Requirement: Retype the report below on time from COVID-19 diagnosis to surgery and postoperative cardiovascular outcomes, word for word and in full.

Text block:
____

Increased time from coronavirus disease 2019 (COVID-19) diagnosis to surgery was associated with a decreased odds of experiencing major postoperative cardiovascular morbidity, according to a study published in JAMA Network Open.
John M. Bryant, MD, Vanderbilt University Medical Center, Nashville, Tennessee, and colleagues noted that “this information should be used to better inform risk-benefit discussions concerning optimal surgical timing and perioperative outcomes for patients with a history of COVID-19 infection.”
These findings came from a single-centre retrospective cohort study conducted among 3,997 adult patients with a previous diagnosis of COVID-19 who were undergoing surgery from January 1, 2020, to December 6, 2021. The primary outcome was the composite occurrence of major cardiovascular comorbidity, defined as deep vein thrombosis (DVT), pulmonary embolism (PE), cerebrovascular accident (CVA), myocardial injury, acute kidney injury (AKI), and death within 30 days after surgery.
The median age of the cohort was 51.3 years, comprising 2,223 (55.6%) female patients. The median time from COVID-19 diagnosis to surgery was 98 days, with 1,394 patients (34.9%) undergoing surgery within 7 weeks of a confirmed COVID-19 diagnosis.
Overall, 61 patients (1.5%) developed DVT, 16 patients (0.4%) met criteria for PE, 29 patients (0.7%) had CVA, 116 patients (2.9%) had myocardial injury, and 363 patients (9.1%) had AKI within 30 days of surgery. In addition, 79 patients (2.0%) died within 30 days after surgery. The overall incidence of the primary composite outcome was 12.1% (n = 485).

____

Available data:
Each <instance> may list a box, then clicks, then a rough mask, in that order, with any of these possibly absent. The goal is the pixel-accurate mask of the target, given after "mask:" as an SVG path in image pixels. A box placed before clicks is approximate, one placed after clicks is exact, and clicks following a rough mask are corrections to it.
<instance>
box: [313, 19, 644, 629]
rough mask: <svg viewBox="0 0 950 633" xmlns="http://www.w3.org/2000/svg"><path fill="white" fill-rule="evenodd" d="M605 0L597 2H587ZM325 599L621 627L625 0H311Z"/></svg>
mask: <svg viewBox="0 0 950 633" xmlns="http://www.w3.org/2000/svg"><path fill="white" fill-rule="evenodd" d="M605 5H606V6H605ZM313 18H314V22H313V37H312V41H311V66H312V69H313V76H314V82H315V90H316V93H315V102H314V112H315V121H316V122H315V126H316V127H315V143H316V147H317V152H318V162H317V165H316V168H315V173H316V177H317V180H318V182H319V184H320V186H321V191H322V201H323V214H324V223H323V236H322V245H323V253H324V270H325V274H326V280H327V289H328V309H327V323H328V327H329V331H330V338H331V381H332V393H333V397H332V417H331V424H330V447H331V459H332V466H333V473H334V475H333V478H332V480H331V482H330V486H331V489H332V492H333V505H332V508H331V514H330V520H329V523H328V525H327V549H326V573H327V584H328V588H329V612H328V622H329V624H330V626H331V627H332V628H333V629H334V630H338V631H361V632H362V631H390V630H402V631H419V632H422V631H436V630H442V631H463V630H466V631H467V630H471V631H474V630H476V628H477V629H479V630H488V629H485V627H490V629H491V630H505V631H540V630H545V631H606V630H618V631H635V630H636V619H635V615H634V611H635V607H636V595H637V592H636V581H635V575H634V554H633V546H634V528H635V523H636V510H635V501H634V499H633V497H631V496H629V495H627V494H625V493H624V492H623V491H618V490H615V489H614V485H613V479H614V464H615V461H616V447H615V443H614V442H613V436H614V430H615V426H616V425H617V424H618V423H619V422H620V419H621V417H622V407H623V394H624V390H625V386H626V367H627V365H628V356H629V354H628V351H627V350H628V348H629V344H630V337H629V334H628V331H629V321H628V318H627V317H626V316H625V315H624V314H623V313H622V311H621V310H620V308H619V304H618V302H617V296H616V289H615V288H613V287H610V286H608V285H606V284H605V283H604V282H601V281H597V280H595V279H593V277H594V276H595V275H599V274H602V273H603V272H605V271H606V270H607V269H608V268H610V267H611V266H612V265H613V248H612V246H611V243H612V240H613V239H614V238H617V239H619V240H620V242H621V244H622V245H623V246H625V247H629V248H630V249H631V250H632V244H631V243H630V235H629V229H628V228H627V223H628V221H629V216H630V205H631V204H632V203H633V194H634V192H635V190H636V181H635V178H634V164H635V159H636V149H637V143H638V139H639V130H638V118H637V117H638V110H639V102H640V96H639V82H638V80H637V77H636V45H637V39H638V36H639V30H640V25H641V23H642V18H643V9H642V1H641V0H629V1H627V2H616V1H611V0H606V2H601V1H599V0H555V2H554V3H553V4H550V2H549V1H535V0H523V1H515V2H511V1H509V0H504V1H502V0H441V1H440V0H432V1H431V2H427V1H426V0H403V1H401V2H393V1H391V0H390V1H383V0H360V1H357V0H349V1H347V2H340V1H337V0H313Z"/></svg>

____

Response box:
Increased time from coronavirus disease 2019 (COVID-19) diagnosis to surgery was associated with a decreased odds of experiencing major postoperative cardiovascular morbidity, according to a study published in JAMA Network Open.
John M. Bryant, MD, Vanderbilt University Medical Center, Nashville, Tennessee, and colleagues noted that “this information should be used to better inform risk-benefit discussions concerning optimal surgical timing and perioperative outcomes for patients with a history of COVID-19 infection.”
These findings came from a single-centre retrospective cohort study conducted among 3,997 adult patients with a previous diagnosis of COVID-19 who were undergoing surgery from January 1, 2020, to December 6, 2021. The primary outcome was the composite occurrence of major cardiovascular comorbidity, defined as deep vein thrombosis (DVT), pulmonary embolism (PE), cerebrovascular accident (CVA), myocardial injury, acute kidney injury (AKI), and death within 30 days after surgery.
The median age of the cohort was 51.3 years, comprising 2,223 (55.6%) female patients. The median time from COVID-19 diagnosis to surgery was 98 days, with 1,394 patients (34.9%) undergoing surgery within 7 weeks of a confirmed COVID-19 diagnosis.
Overall, 61 patients (1.5%) developed DVT, 16 patients (0.4%) met criteria for PE, 29 patients (0.7%) had CVA, 116 patients (2.9%) had myocardial injury, and 363 patients (9.1%) had AKI within 30 days of surgery. In addition, 79 patients (2.0%) died within 30 days after surgery. The overall incidence of the primary composite outcome was 12.1% (n = 485).